» POLECENIE
Przepisz bez zmian fragment wpisów od wiersza zawierającego „Pin every instance of the shop awning.” aż do samego końca wpisów, włącznie z oboma krańcami.

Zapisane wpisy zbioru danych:
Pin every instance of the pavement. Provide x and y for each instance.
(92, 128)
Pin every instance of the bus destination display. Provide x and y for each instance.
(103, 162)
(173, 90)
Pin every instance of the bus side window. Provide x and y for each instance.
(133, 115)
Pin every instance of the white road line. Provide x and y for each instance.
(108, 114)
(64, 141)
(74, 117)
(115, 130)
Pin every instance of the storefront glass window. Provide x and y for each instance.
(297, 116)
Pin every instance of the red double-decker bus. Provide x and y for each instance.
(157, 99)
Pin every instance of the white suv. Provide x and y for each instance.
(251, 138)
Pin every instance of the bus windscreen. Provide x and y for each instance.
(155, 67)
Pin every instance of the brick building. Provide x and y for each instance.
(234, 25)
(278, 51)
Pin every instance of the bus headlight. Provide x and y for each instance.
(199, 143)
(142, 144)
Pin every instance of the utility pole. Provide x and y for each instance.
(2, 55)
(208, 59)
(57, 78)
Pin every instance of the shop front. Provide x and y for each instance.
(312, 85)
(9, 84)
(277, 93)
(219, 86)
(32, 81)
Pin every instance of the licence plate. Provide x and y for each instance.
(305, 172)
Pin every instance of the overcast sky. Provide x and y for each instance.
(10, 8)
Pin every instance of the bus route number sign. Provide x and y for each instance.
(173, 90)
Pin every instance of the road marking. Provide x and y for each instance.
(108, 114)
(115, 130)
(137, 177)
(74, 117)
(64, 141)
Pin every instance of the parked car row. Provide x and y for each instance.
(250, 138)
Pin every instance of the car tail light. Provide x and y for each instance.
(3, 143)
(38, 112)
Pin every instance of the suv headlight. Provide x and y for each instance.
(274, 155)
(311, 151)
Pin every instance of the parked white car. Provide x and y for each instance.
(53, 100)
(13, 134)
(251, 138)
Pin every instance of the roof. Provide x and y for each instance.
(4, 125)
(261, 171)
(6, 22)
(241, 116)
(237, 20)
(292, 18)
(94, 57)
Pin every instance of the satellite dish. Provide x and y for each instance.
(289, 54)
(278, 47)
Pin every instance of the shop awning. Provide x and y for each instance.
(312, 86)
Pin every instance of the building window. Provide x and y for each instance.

» GOTOWE ĆWICZENIE
Pin every instance of the shop awning. Provide x and y for each instance.
(312, 86)
Pin every instance of the building window. Provide x and y for each instance.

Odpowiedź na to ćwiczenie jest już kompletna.